▶ Excerpts from a segmentation dataset

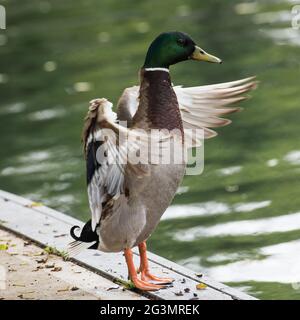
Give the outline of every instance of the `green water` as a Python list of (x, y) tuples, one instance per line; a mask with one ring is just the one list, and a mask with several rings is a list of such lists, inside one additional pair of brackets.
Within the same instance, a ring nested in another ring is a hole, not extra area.
[[(224, 64), (184, 62), (186, 86), (256, 74), (259, 89), (205, 144), (152, 251), (258, 298), (300, 298), (300, 30), (292, 1), (0, 1), (0, 188), (88, 219), (88, 101), (137, 83), (151, 40), (193, 36)], [(292, 285), (293, 284), (293, 285)]]

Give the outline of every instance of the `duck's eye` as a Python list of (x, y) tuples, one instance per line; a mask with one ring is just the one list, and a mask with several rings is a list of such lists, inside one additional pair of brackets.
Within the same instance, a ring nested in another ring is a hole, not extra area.
[(177, 40), (177, 43), (178, 43), (180, 46), (185, 46), (186, 41), (185, 41), (185, 39), (179, 38), (179, 39)]

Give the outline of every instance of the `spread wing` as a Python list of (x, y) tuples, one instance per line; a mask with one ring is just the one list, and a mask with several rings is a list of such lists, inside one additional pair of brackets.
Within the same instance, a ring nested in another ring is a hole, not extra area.
[[(161, 148), (169, 140), (168, 136), (159, 134), (151, 135), (151, 138)], [(138, 178), (148, 174), (149, 134), (119, 125), (117, 115), (112, 111), (112, 104), (106, 99), (95, 99), (90, 102), (82, 140), (92, 213), (91, 226), (94, 231), (106, 205), (111, 206), (125, 193), (127, 174)], [(154, 157), (159, 157), (161, 149), (155, 146), (153, 149), (156, 150)], [(139, 153), (138, 157), (135, 157), (136, 153)]]
[[(217, 133), (211, 128), (231, 123), (221, 117), (240, 110), (236, 103), (247, 99), (244, 94), (256, 87), (254, 78), (191, 88), (173, 87), (184, 129), (203, 129), (205, 138), (216, 136)], [(138, 86), (124, 90), (118, 103), (120, 120), (131, 123), (138, 108), (138, 94)]]

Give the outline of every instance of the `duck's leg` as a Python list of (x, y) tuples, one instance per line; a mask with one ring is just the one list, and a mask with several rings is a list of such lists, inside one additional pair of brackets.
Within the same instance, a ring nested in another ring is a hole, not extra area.
[(141, 289), (141, 290), (145, 290), (145, 291), (155, 291), (155, 290), (159, 290), (162, 288), (162, 286), (144, 281), (143, 279), (140, 280), (137, 276), (137, 272), (133, 263), (133, 254), (131, 249), (125, 249), (124, 250), (124, 255), (125, 255), (125, 259), (126, 259), (126, 263), (127, 263), (127, 267), (128, 267), (128, 273), (129, 273), (129, 277), (130, 280), (133, 282), (133, 284), (135, 285), (136, 288)]
[(140, 263), (140, 268), (138, 269), (138, 272), (141, 273), (141, 279), (143, 281), (153, 280), (153, 281), (157, 281), (160, 284), (168, 284), (174, 281), (171, 278), (159, 278), (150, 273), (149, 263), (147, 258), (146, 241), (143, 241), (142, 243), (139, 244), (139, 251), (140, 251), (141, 263)]

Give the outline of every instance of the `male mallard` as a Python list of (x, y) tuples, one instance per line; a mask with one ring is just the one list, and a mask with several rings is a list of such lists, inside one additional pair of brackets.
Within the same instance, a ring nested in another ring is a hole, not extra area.
[[(142, 290), (158, 290), (161, 284), (172, 282), (150, 273), (146, 240), (172, 201), (186, 166), (185, 163), (117, 164), (107, 159), (107, 152), (110, 151), (110, 157), (122, 157), (124, 148), (118, 134), (138, 129), (177, 129), (181, 142), (185, 129), (201, 128), (205, 138), (213, 137), (216, 133), (210, 128), (230, 123), (218, 116), (239, 110), (236, 106), (225, 106), (246, 99), (241, 94), (255, 87), (253, 78), (193, 88), (173, 87), (170, 65), (189, 59), (222, 62), (196, 46), (185, 33), (160, 34), (148, 49), (140, 70), (140, 86), (125, 89), (117, 115), (106, 99), (95, 99), (85, 120), (83, 142), (92, 219), (80, 236), (74, 233), (79, 227), (71, 229), (75, 239), (71, 251), (74, 254), (87, 247), (105, 252), (124, 251), (129, 277)], [(120, 121), (127, 121), (128, 128), (121, 126)], [(106, 129), (112, 133), (104, 133)], [(99, 157), (97, 151), (105, 145), (104, 141), (108, 146), (104, 156)], [(193, 142), (191, 146), (195, 145)], [(131, 251), (135, 246), (140, 252), (138, 272)]]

▶ JOB
Convert all of the data above into a Markdown table with the columns Row and Line, giving each line its own numbered row. Omit blank lines, and keep the pictures out of the table.

▶ SOLVED EXERCISE
| Row | Line |
|---|---|
| 1 | Give the outline of every instance of the `green water` as a Python list of (x, y) tuples, one instance per line; a mask with one ring is just the one list, and a mask with several rings is a list of such lists, inside one additional pair of brackets. |
| 2 | Within the same instance, a ring nested in another ring is a hole, not extra area. |
| 3 | [[(224, 64), (184, 62), (186, 86), (256, 74), (259, 89), (205, 144), (152, 251), (258, 298), (300, 298), (300, 30), (292, 1), (0, 1), (0, 188), (88, 219), (88, 101), (137, 83), (151, 40), (193, 36)], [(292, 285), (293, 284), (293, 285)]] |
| 4 | Give the outline of every instance of the `duck's eye` as a Python list of (x, y) tuples, one instance per line; a mask with one ring is just the one list, and a mask with several rings is a list of such lists, inside one additional pair of brackets. |
| 5 | Within the same instance, a ring nested in another ring is a hole, not extra area. |
| 6 | [(177, 40), (177, 43), (178, 43), (180, 46), (185, 46), (186, 41), (185, 41), (185, 39), (179, 38), (179, 39)] |
| 7 | Give the outline of every instance of the `spread wing` as a Python list of (x, y) tuples, one instance per line; a mask with one ring is just the one list, and a mask with several rings is a list of such lists, inside one additional pair of brackets. |
| 8 | Within the same instance, a ring nested in another ring is a hole, not extra area. |
| 9 | [[(161, 148), (169, 140), (168, 136), (159, 134), (151, 135), (151, 138)], [(138, 178), (148, 174), (149, 134), (119, 125), (117, 115), (112, 111), (112, 104), (106, 99), (95, 99), (90, 102), (82, 140), (92, 213), (91, 226), (94, 231), (106, 205), (111, 206), (125, 193), (127, 174)], [(154, 157), (159, 157), (161, 149), (155, 146), (153, 149), (156, 150)], [(139, 153), (138, 157), (135, 157), (136, 153)]] |
| 10 | [[(217, 133), (211, 128), (231, 123), (221, 117), (240, 110), (236, 103), (247, 99), (244, 94), (256, 87), (254, 78), (191, 88), (173, 87), (184, 129), (203, 129), (205, 138), (216, 136)], [(138, 86), (124, 90), (118, 103), (120, 120), (131, 123), (138, 108), (138, 94)]] |
| 11 | Give the outline of every instance of the `duck's leg` as a Python list of (x, y) tuples, one instance per line; a mask with one ring is just the one list, and a mask with several rings is a list of such lists, inside one additional pair of brackets. |
| 12 | Within the same instance, a ring nested in another ring is a hole, not extra area. |
| 13 | [(141, 289), (141, 290), (145, 290), (145, 291), (155, 291), (155, 290), (159, 290), (162, 288), (162, 286), (144, 281), (143, 279), (140, 280), (137, 276), (137, 272), (133, 263), (133, 254), (131, 249), (125, 249), (124, 250), (124, 255), (125, 255), (125, 259), (126, 259), (126, 263), (127, 263), (127, 267), (128, 267), (128, 273), (129, 273), (129, 277), (130, 280), (133, 282), (133, 284), (135, 285), (136, 288)] |
| 14 | [(140, 263), (140, 268), (138, 269), (138, 272), (141, 273), (141, 279), (143, 281), (153, 280), (153, 281), (157, 281), (160, 284), (168, 284), (174, 281), (171, 278), (159, 278), (150, 273), (149, 263), (147, 258), (146, 241), (143, 241), (142, 243), (139, 244), (139, 251), (140, 251), (141, 263)] |
| 15 | Give the outline of every instance of the `male mallard` as a Python list of (x, y) tuples, one instance per line; a mask with one ring is just the one list, and a mask with several rings is a list of such lists, inside one additional pair of brackets. |
| 16 | Within the same instance, a ring nested in another ring is a hole, not extra area. |
| 17 | [[(142, 290), (158, 290), (161, 284), (172, 282), (150, 273), (146, 240), (172, 201), (186, 166), (185, 163), (117, 164), (107, 159), (107, 152), (110, 151), (110, 157), (122, 157), (124, 148), (118, 134), (138, 129), (177, 129), (181, 142), (185, 129), (201, 128), (205, 138), (213, 137), (216, 133), (210, 128), (230, 123), (218, 116), (239, 110), (236, 106), (225, 106), (246, 99), (241, 94), (255, 87), (253, 78), (193, 88), (173, 87), (170, 65), (189, 59), (222, 62), (196, 46), (185, 33), (160, 34), (148, 49), (140, 70), (140, 86), (125, 89), (117, 115), (106, 99), (95, 99), (85, 120), (83, 142), (92, 219), (80, 236), (74, 233), (79, 227), (71, 229), (75, 239), (71, 251), (74, 254), (87, 247), (105, 252), (124, 251), (129, 277)], [(120, 121), (127, 121), (128, 128), (121, 126)], [(106, 129), (112, 133), (104, 133)], [(99, 157), (97, 151), (105, 145), (104, 141), (108, 146), (104, 156)], [(193, 142), (191, 146), (195, 145)], [(131, 251), (135, 246), (140, 252), (138, 272)]] |